#### What you should do
Copy every line of the following data that includes the string "below".

---

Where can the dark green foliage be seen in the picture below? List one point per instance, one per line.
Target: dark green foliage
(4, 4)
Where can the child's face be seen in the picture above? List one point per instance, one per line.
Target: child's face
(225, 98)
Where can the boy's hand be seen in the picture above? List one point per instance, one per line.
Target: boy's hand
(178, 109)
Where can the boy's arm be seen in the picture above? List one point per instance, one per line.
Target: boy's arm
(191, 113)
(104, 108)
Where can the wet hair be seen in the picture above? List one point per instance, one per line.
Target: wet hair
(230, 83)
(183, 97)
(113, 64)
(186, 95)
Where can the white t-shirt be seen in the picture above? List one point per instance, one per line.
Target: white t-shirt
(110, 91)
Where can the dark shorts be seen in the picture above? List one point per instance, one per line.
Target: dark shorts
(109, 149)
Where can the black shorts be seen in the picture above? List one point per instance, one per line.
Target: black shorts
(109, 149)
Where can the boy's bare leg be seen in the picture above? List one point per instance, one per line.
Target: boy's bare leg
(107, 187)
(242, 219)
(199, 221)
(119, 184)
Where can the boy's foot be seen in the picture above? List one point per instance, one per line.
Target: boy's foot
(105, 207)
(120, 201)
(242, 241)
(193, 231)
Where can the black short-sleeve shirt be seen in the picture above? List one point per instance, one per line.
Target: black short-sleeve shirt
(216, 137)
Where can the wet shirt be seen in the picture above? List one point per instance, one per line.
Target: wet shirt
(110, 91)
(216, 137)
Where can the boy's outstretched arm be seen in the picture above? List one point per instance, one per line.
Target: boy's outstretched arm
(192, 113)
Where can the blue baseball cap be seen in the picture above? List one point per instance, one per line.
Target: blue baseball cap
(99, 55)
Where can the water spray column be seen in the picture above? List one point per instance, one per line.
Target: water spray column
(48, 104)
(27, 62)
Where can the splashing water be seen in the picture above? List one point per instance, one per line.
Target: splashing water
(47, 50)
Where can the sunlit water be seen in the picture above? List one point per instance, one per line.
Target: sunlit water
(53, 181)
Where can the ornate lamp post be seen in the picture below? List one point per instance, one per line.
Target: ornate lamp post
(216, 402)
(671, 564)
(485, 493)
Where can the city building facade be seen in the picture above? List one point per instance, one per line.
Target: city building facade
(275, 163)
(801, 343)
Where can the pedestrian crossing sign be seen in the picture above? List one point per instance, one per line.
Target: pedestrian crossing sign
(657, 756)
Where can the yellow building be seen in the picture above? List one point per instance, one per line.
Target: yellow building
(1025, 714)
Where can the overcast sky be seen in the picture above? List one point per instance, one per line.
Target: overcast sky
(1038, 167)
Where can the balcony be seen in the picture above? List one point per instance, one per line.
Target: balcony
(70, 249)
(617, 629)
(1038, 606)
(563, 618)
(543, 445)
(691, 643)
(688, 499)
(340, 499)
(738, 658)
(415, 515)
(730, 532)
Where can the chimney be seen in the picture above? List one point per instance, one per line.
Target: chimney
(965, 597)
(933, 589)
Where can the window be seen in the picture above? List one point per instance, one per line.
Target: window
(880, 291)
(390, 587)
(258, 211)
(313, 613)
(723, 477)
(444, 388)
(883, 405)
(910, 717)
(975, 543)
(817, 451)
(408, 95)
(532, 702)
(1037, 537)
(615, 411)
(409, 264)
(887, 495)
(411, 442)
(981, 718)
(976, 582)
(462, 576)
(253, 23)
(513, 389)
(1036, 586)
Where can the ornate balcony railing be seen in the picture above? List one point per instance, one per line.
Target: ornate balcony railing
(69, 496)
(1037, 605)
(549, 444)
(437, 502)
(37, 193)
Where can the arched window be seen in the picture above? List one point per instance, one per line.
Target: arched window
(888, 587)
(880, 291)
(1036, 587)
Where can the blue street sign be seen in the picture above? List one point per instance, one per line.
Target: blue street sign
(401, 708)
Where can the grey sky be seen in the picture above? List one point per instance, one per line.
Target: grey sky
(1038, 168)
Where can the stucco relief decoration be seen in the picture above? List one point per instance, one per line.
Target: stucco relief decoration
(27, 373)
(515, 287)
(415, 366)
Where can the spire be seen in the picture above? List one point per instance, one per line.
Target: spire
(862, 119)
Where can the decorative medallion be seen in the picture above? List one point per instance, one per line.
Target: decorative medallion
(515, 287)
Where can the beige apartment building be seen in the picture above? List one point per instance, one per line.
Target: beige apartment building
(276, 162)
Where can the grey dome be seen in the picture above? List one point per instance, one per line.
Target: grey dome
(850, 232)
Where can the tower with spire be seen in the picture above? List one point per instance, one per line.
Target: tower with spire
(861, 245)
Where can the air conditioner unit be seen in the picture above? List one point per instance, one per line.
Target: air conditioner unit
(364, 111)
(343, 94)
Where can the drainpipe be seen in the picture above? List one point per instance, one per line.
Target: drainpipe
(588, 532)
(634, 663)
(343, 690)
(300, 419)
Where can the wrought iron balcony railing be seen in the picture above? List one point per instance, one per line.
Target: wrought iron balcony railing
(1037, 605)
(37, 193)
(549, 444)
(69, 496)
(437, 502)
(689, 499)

---

#### Answer to the problem
Where can the dark green foliage be seen in the picture below? List one point per instance, one per line.
Where can the ornate lamp post be seen in the picture below? List one point per instance, one per line.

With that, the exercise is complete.